**** Dataset content ****

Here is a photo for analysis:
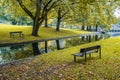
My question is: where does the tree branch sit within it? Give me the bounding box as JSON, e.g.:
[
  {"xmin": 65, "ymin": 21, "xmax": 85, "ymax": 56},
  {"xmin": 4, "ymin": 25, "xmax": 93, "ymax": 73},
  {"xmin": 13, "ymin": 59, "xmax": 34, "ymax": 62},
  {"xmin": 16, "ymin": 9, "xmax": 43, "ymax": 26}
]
[{"xmin": 17, "ymin": 0, "xmax": 34, "ymax": 20}]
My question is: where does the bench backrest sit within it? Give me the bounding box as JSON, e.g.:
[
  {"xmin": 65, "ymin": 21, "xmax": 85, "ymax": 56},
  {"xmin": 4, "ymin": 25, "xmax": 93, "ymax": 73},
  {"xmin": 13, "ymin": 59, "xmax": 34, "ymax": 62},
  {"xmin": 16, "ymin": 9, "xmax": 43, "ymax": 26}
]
[
  {"xmin": 10, "ymin": 31, "xmax": 22, "ymax": 33},
  {"xmin": 80, "ymin": 45, "xmax": 100, "ymax": 55}
]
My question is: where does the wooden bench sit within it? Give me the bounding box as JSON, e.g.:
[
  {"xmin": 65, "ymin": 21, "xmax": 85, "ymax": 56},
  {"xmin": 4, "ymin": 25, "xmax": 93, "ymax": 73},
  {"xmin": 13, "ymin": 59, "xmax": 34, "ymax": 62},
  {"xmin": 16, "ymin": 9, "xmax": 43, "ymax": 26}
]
[
  {"xmin": 10, "ymin": 31, "xmax": 24, "ymax": 38},
  {"xmin": 72, "ymin": 45, "xmax": 101, "ymax": 62}
]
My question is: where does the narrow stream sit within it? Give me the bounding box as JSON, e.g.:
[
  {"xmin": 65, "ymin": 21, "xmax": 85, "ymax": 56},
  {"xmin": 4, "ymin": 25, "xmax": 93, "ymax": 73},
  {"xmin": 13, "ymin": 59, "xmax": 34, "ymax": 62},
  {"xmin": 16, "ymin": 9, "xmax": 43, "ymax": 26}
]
[{"xmin": 0, "ymin": 34, "xmax": 109, "ymax": 64}]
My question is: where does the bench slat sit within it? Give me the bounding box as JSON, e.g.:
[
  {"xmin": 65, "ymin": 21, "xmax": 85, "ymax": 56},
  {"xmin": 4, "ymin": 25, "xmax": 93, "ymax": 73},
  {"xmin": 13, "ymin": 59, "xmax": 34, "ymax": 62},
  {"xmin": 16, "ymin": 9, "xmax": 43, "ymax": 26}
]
[{"xmin": 72, "ymin": 45, "xmax": 101, "ymax": 62}]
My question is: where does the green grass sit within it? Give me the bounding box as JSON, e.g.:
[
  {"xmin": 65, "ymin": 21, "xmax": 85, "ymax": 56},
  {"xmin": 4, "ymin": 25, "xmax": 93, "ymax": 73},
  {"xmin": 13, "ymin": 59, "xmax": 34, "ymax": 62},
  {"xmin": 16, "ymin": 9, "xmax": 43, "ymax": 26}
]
[
  {"xmin": 0, "ymin": 37, "xmax": 120, "ymax": 80},
  {"xmin": 0, "ymin": 24, "xmax": 87, "ymax": 43}
]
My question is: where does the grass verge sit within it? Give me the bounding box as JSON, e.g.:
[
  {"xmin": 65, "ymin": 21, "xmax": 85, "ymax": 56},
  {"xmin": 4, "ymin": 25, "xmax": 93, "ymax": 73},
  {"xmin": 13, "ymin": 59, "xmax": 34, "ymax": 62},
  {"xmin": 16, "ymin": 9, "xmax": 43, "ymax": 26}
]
[{"xmin": 0, "ymin": 37, "xmax": 120, "ymax": 80}]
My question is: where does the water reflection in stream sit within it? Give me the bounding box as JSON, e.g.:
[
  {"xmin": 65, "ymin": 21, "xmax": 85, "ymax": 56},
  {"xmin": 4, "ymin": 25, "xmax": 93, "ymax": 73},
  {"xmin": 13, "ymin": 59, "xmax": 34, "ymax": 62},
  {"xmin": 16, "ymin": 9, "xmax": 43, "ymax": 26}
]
[{"xmin": 0, "ymin": 35, "xmax": 108, "ymax": 64}]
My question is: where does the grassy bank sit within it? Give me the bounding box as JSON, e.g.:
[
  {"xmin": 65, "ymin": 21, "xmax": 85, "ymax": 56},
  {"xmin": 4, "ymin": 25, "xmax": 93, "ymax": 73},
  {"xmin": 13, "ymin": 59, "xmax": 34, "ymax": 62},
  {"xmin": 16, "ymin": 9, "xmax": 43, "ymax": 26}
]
[
  {"xmin": 0, "ymin": 37, "xmax": 120, "ymax": 80},
  {"xmin": 0, "ymin": 24, "xmax": 87, "ymax": 43}
]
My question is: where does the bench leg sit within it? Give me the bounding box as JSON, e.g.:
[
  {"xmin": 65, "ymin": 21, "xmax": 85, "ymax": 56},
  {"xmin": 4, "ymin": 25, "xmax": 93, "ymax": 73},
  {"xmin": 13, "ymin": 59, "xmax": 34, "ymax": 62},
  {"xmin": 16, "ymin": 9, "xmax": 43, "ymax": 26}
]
[
  {"xmin": 85, "ymin": 53, "xmax": 87, "ymax": 62},
  {"xmin": 74, "ymin": 55, "xmax": 76, "ymax": 62},
  {"xmin": 89, "ymin": 53, "xmax": 91, "ymax": 58}
]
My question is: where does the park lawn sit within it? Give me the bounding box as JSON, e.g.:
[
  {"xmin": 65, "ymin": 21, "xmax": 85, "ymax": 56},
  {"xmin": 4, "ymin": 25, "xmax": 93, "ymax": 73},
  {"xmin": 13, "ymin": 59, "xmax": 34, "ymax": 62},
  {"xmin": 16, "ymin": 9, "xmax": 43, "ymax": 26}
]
[
  {"xmin": 0, "ymin": 37, "xmax": 120, "ymax": 80},
  {"xmin": 0, "ymin": 24, "xmax": 88, "ymax": 43}
]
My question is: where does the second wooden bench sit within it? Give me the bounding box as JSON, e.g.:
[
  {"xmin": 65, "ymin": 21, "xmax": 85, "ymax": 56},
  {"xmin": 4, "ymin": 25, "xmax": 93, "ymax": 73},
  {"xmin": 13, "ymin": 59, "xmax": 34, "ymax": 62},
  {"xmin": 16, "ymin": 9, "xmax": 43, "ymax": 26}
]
[{"xmin": 72, "ymin": 45, "xmax": 101, "ymax": 62}]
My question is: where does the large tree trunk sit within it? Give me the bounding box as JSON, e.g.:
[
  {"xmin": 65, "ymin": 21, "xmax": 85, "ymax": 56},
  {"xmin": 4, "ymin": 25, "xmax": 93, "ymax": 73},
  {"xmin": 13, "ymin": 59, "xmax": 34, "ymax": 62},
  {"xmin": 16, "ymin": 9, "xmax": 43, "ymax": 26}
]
[
  {"xmin": 45, "ymin": 15, "xmax": 48, "ymax": 27},
  {"xmin": 56, "ymin": 40, "xmax": 60, "ymax": 50},
  {"xmin": 95, "ymin": 25, "xmax": 98, "ymax": 31},
  {"xmin": 81, "ymin": 25, "xmax": 85, "ymax": 30},
  {"xmin": 56, "ymin": 8, "xmax": 61, "ymax": 31},
  {"xmin": 56, "ymin": 18, "xmax": 61, "ymax": 31},
  {"xmin": 32, "ymin": 42, "xmax": 41, "ymax": 55}
]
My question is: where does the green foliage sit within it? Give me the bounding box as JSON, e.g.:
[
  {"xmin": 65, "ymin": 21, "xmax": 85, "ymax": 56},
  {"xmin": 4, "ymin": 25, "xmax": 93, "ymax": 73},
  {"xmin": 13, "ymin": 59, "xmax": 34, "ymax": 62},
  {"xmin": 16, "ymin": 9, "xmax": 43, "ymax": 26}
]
[{"xmin": 0, "ymin": 24, "xmax": 88, "ymax": 43}]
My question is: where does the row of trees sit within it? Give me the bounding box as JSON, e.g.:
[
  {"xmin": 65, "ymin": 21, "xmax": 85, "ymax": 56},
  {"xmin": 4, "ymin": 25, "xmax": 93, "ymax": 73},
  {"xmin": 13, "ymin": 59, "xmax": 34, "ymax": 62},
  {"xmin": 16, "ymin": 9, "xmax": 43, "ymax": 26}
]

****

Instructions for the task: Transcribe, word for word, every line from the one containing "My question is: where does the green foliage" through the final line of the entries, and nothing else.

Exercise result:
My question is: where does the green foliage sit within it? Give me the bounding box as JSON, e.g.:
[
  {"xmin": 65, "ymin": 21, "xmax": 85, "ymax": 56},
  {"xmin": 4, "ymin": 25, "xmax": 93, "ymax": 73},
  {"xmin": 13, "ymin": 59, "xmax": 34, "ymax": 62},
  {"xmin": 16, "ymin": 9, "xmax": 43, "ymax": 26}
]
[{"xmin": 0, "ymin": 24, "xmax": 88, "ymax": 43}]
My question is: where does the row of trees sit within it? Give me the bounding box as JSON, e.g.:
[
  {"xmin": 65, "ymin": 21, "xmax": 85, "ymax": 56},
  {"xmin": 4, "ymin": 25, "xmax": 93, "ymax": 73},
  {"xmin": 13, "ymin": 59, "xmax": 34, "ymax": 62},
  {"xmin": 16, "ymin": 9, "xmax": 43, "ymax": 26}
]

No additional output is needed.